Dataset entries
•••
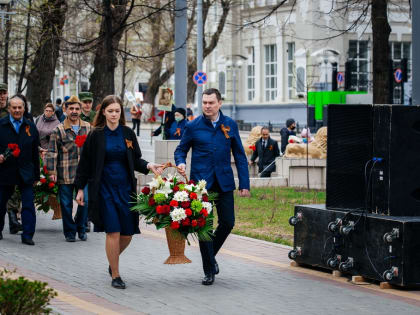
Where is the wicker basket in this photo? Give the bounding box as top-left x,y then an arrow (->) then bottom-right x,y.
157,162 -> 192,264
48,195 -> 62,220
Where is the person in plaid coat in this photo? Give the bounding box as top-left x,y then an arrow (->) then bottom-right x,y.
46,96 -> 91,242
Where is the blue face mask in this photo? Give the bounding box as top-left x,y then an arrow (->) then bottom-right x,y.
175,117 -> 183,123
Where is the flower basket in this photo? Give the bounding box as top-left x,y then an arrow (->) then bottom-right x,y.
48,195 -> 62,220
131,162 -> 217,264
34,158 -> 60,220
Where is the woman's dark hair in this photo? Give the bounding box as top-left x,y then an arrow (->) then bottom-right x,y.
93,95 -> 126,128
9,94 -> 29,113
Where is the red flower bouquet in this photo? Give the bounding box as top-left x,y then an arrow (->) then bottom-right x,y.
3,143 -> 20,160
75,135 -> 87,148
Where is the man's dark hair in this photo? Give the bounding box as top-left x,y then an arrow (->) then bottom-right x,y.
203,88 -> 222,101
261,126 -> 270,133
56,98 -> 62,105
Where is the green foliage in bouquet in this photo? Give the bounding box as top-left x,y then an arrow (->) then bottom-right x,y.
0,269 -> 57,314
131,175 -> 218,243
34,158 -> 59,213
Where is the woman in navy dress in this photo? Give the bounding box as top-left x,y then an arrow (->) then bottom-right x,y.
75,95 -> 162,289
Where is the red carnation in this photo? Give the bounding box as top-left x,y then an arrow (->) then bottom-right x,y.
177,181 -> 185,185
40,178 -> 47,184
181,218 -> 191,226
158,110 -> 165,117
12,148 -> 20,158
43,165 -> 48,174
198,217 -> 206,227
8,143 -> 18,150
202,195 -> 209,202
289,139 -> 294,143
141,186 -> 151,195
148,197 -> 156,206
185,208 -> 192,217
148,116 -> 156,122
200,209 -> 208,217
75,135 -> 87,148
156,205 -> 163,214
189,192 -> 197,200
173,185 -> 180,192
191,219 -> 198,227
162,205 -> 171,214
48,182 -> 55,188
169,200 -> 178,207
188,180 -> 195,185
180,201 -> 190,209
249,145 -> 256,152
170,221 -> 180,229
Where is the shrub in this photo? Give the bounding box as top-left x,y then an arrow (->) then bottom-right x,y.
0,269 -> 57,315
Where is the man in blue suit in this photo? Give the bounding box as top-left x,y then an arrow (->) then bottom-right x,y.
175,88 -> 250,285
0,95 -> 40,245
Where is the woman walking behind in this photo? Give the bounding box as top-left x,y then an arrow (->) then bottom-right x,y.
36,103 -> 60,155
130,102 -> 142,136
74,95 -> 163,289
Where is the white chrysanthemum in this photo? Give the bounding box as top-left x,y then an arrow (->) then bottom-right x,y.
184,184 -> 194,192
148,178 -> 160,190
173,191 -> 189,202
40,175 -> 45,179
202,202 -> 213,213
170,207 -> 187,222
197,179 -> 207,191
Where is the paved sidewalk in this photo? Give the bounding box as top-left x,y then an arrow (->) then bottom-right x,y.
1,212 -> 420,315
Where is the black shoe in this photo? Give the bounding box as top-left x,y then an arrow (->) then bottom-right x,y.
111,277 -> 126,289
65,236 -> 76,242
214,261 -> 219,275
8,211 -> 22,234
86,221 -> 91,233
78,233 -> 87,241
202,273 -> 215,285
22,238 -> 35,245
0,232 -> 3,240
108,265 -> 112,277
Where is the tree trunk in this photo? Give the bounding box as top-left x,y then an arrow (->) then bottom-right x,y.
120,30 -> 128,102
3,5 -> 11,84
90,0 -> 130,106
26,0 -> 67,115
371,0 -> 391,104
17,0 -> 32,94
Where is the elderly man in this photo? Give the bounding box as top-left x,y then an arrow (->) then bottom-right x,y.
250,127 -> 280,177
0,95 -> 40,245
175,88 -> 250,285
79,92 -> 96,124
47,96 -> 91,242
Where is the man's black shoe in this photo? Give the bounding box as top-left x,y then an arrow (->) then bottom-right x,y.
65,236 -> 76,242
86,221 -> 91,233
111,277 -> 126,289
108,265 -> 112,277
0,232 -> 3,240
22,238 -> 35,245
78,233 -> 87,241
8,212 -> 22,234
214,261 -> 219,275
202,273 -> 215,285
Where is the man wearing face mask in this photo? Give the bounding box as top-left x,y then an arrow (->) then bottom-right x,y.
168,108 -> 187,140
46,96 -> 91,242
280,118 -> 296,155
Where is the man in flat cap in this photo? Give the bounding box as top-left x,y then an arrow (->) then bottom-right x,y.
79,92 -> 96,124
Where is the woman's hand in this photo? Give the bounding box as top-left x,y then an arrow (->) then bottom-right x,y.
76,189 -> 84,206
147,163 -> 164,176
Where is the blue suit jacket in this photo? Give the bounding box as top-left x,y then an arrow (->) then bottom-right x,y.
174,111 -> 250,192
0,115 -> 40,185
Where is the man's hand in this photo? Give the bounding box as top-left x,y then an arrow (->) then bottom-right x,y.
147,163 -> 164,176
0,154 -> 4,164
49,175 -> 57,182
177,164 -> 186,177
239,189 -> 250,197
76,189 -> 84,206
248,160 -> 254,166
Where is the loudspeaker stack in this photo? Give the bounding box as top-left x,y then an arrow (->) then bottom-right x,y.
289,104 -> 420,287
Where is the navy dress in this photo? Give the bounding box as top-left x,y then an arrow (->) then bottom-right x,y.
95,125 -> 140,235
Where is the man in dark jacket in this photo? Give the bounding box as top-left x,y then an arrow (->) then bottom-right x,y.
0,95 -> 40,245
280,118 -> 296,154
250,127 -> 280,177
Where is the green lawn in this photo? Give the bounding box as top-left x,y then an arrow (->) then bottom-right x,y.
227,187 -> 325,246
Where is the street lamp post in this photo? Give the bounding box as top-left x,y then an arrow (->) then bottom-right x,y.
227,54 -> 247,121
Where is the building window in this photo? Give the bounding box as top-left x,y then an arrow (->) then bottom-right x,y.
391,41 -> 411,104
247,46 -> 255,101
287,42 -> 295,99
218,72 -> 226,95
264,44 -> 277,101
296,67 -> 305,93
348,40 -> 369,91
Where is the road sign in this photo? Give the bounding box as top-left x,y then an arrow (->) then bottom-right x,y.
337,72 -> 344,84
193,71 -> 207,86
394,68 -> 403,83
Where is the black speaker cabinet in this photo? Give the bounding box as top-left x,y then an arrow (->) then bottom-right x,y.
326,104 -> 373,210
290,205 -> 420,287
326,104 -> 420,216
•••
Restate each entry verbatim and skip every image.

Where is the wicker basket in this photo? Give the bounding box as top-left x,y then an arrow (->) then bottom-right x,y.
157,162 -> 192,264
48,195 -> 62,220
Where is the person in plaid coat in this photo? Give the bounding box as top-left x,y then an arrow (->) then bottom-right x,y.
46,96 -> 91,242
Where is the blue face mask in this photo? Give the bounding box as top-left x,y then an arrow (->) then bottom-right x,y.
175,117 -> 183,123
Where is the flower basket in this photo? Give the bounding box as top-left x,y then an arrow (->) then bottom-right x,y.
48,195 -> 62,220
131,162 -> 217,264
34,158 -> 60,220
Where is the woman's dark hair in this photo? Give the bounding box as top-left x,y then an arrow (->) then bottom-right x,y.
93,95 -> 126,128
9,94 -> 29,113
Where is the red flower bouquet in this photo? Give the bounding box as top-left x,y then an arrow (->) then bottom-right x,y.
3,143 -> 20,160
75,135 -> 87,148
Where is the man's dark hair in this photo? Give the bounding box as top-left x,y then an arrow (->) then bottom-right x,y.
203,88 -> 222,101
261,126 -> 270,133
56,98 -> 62,105
Where is the green foliage in bouquet in this photo? Give the bounding box as top-left x,y then an arrow (->) then bottom-right x,y.
0,269 -> 57,314
131,175 -> 218,243
34,158 -> 59,213
Where is the woman in navy dress in this photo? Give the bounding box as top-left x,y then an arrow (->) then bottom-right x,y.
75,95 -> 162,289
Where is the red carnation in this photo? Give the bounding box as top-left x,y then an arrow (->) then bottom-right x,y.
177,181 -> 185,185
40,178 -> 47,184
181,218 -> 191,226
158,110 -> 165,117
12,148 -> 20,158
43,165 -> 48,174
198,217 -> 206,227
8,143 -> 18,150
202,195 -> 209,202
289,139 -> 294,143
141,186 -> 151,195
148,197 -> 156,206
185,208 -> 192,217
148,116 -> 156,122
200,209 -> 208,217
75,135 -> 87,148
156,205 -> 163,214
189,192 -> 197,200
173,185 -> 180,192
191,219 -> 198,227
162,205 -> 171,214
48,182 -> 55,188
169,200 -> 178,207
188,180 -> 195,185
180,201 -> 190,209
249,145 -> 256,152
170,221 -> 180,229
Where is the shrub in this photo? Give the bounding box as top-left x,y then an arrow (->) then bottom-right x,y.
0,269 -> 57,315
Where is the man in blue suit in this photo? Give the bounding box as top-left x,y then an arrow (->) then bottom-right x,y.
175,88 -> 250,285
0,95 -> 40,245
Where is the woman walking behind in this photo? Give the bounding box as top-left x,y then an arrow (->) then bottom-right x,y.
36,103 -> 60,155
130,102 -> 142,136
74,95 -> 163,289
Where is the white chrysanthemum in this photo? Give the bounding box as top-left x,y then an arrow (->) then bottom-right x,y.
184,184 -> 194,192
148,178 -> 160,190
173,191 -> 189,202
40,175 -> 45,179
202,202 -> 213,213
170,207 -> 187,222
197,179 -> 207,191
Where is the paved sidewalk in this photo? Give the bounding box as top-left x,y then an arrow (->) then bottom-right x,y.
1,212 -> 420,315
Where is the black shoe in this photo? Give the bounding box as top-left x,y then an arrow (->) then bottom-right x,y.
111,277 -> 126,289
65,236 -> 76,242
214,261 -> 219,275
8,211 -> 22,234
86,221 -> 91,233
78,233 -> 87,241
202,273 -> 215,285
22,238 -> 35,245
0,232 -> 3,240
108,265 -> 112,277
Where is the tree trunk in this photo? Give the bounding box as top-left x,y then an arrow (->) then bottom-right x,y.
120,30 -> 128,102
3,5 -> 11,84
90,0 -> 130,106
26,0 -> 67,115
371,0 -> 391,104
17,0 -> 32,94
Where is the elderly man in this photo? Give the bounding box as top-left x,y then an arrow (->) then bottom-right x,y.
250,127 -> 280,177
0,95 -> 40,245
175,88 -> 250,285
79,92 -> 96,124
47,96 -> 91,242
Where is the man's black shoe in this photo? Give the bounding box as top-left x,y then an arrow (->) then bottom-right x,y.
65,236 -> 76,242
86,221 -> 91,233
111,277 -> 126,289
108,265 -> 112,277
0,232 -> 3,240
22,238 -> 35,245
78,233 -> 87,241
8,212 -> 22,234
214,261 -> 219,275
202,273 -> 215,285
Where is the man wearing face mask in this photo? Give the bounding box as top-left x,y then an arrow (->) then bottom-right x,y.
168,108 -> 187,140
46,96 -> 91,242
280,118 -> 296,155
Where is the man in flat cap in this photo? Give the bounding box as top-left x,y then an arrow (->) then bottom-right x,y.
79,92 -> 96,124
Where is the woman's hand in this photo? Give the bounding box as top-left x,y then an arrow (->) then bottom-right x,y.
76,189 -> 84,206
147,163 -> 164,176
Where is the blue suit jacket in this photo? Give the bounding box as top-left x,y then an arrow (->) then bottom-right x,y.
174,111 -> 250,192
0,115 -> 40,185
Where is the man's hand in this photo? Give the bounding box as top-left x,y then an arrow (->) then bottom-right x,y.
147,163 -> 164,176
0,154 -> 4,164
49,175 -> 57,182
177,164 -> 186,177
239,189 -> 250,197
76,189 -> 84,206
248,160 -> 254,166
Where is the loudspeaker stack in this photo? Give the bounding box as top-left x,y then an arrow (->) then bottom-right x,y.
289,104 -> 420,287
Where is the navy dress in this photo? Give the bounding box as top-left x,y then an arrow (->) then bottom-right x,y.
95,125 -> 140,235
Where is the man in dark jacket in this photo? Give the bounding box as top-left x,y then an arrow (->) then bottom-right x,y.
0,95 -> 40,245
280,118 -> 296,154
250,127 -> 280,177
Where is the green lawn in this photo? Give the bounding box as top-left x,y then an arrow (->) then bottom-right x,y.
227,187 -> 325,246
Where is the street lamp post in this photo? Give the bounding box as top-left x,y then an arrow (->) then bottom-right x,y.
227,54 -> 247,121
Where is the building window in this photo? Give the bounding box as top-left x,y then an arrow (->) then bottom-right x,y.
391,41 -> 411,104
247,46 -> 255,101
287,42 -> 295,99
218,72 -> 226,95
264,44 -> 277,101
296,67 -> 305,93
348,40 -> 369,91
Where is the road sign in this photo? Give the bounding box as top-left x,y then an arrow (->) then bottom-right x,y.
337,72 -> 344,84
193,71 -> 207,86
394,68 -> 403,83
Where is the black speaker cabinet in this photo? Give the bounding box as top-left x,y then an arrow (->) then bottom-right x,y.
326,104 -> 373,210
290,205 -> 420,287
326,104 -> 420,216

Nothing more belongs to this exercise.